TASK TO CARRY OUT ▸ Tally the lines below that contain "positive". The number is the whole answer.

GIVEN INFORMATION ▸
^^^^^^^^

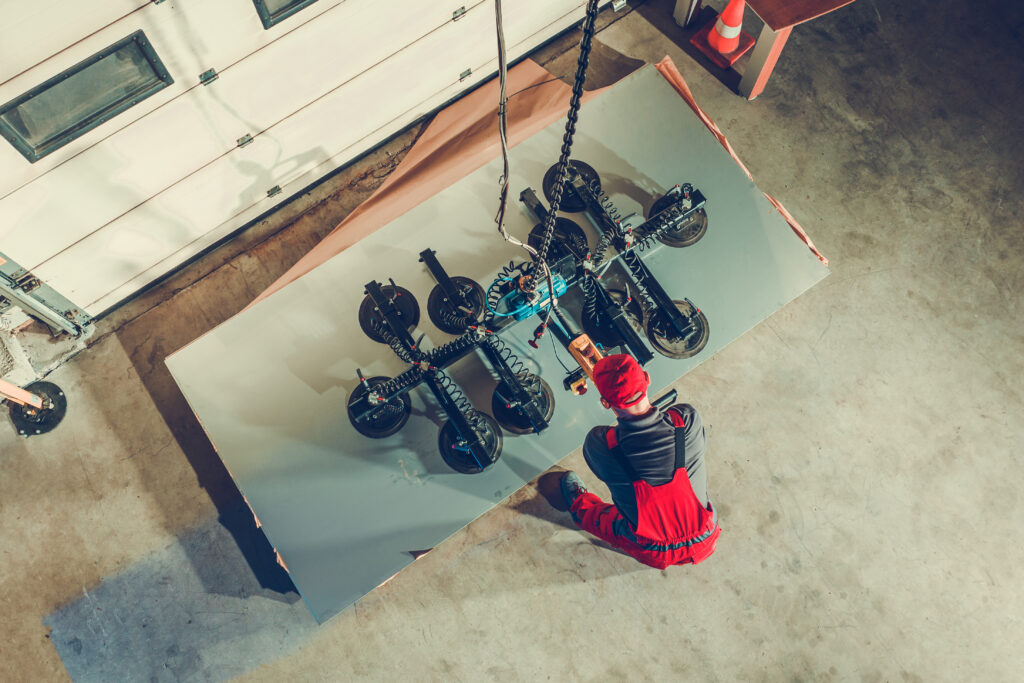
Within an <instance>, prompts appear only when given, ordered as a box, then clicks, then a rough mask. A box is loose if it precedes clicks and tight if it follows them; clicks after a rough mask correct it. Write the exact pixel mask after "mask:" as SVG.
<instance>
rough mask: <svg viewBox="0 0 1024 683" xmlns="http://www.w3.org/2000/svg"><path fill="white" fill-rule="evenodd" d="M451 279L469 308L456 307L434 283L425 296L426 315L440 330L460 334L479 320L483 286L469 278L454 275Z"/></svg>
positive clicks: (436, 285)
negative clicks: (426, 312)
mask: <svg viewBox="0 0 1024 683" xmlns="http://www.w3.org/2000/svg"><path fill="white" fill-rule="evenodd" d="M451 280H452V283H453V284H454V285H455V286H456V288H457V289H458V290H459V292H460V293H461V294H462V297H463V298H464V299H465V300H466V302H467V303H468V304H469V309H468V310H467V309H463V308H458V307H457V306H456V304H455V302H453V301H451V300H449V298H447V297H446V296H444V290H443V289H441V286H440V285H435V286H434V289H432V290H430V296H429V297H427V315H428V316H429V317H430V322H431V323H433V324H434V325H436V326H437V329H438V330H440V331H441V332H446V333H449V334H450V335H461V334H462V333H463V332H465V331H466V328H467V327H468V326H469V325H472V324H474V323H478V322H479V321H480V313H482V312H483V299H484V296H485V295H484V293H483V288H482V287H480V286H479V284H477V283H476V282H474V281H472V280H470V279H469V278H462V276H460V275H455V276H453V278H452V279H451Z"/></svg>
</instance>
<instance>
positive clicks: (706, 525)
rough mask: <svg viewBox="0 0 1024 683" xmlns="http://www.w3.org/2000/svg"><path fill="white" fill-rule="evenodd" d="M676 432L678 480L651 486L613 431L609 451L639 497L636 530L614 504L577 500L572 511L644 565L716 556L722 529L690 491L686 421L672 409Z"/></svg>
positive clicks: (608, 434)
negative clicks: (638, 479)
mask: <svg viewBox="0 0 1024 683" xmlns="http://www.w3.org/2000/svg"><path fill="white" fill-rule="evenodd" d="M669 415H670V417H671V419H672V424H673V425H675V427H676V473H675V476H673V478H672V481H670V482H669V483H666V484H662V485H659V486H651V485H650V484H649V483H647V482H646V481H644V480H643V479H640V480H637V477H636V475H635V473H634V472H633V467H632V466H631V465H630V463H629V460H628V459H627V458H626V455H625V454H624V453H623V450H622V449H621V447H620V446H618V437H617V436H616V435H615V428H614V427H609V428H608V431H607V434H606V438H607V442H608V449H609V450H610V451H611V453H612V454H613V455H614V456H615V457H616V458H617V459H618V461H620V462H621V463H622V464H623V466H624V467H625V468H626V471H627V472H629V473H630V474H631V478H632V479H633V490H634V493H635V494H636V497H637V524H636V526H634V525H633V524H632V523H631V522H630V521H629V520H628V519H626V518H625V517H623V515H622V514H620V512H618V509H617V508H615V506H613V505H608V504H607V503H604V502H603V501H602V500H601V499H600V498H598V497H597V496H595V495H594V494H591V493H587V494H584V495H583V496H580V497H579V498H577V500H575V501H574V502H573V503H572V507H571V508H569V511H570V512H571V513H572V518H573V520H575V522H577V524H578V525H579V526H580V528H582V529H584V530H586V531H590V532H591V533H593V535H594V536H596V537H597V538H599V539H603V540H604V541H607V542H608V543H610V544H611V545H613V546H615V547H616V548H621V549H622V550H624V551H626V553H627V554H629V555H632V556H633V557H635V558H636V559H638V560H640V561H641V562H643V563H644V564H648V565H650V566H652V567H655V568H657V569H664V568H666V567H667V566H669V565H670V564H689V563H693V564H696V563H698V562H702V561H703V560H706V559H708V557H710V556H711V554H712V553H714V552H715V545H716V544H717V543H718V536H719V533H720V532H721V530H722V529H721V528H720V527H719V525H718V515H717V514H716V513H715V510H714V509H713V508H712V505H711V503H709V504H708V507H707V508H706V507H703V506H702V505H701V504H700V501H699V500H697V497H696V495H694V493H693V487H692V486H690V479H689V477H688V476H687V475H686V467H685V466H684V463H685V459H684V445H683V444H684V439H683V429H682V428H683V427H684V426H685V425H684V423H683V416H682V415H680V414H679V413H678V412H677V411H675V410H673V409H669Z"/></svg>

^^^^^^^^

REPLY TO THE TASK ▸ 3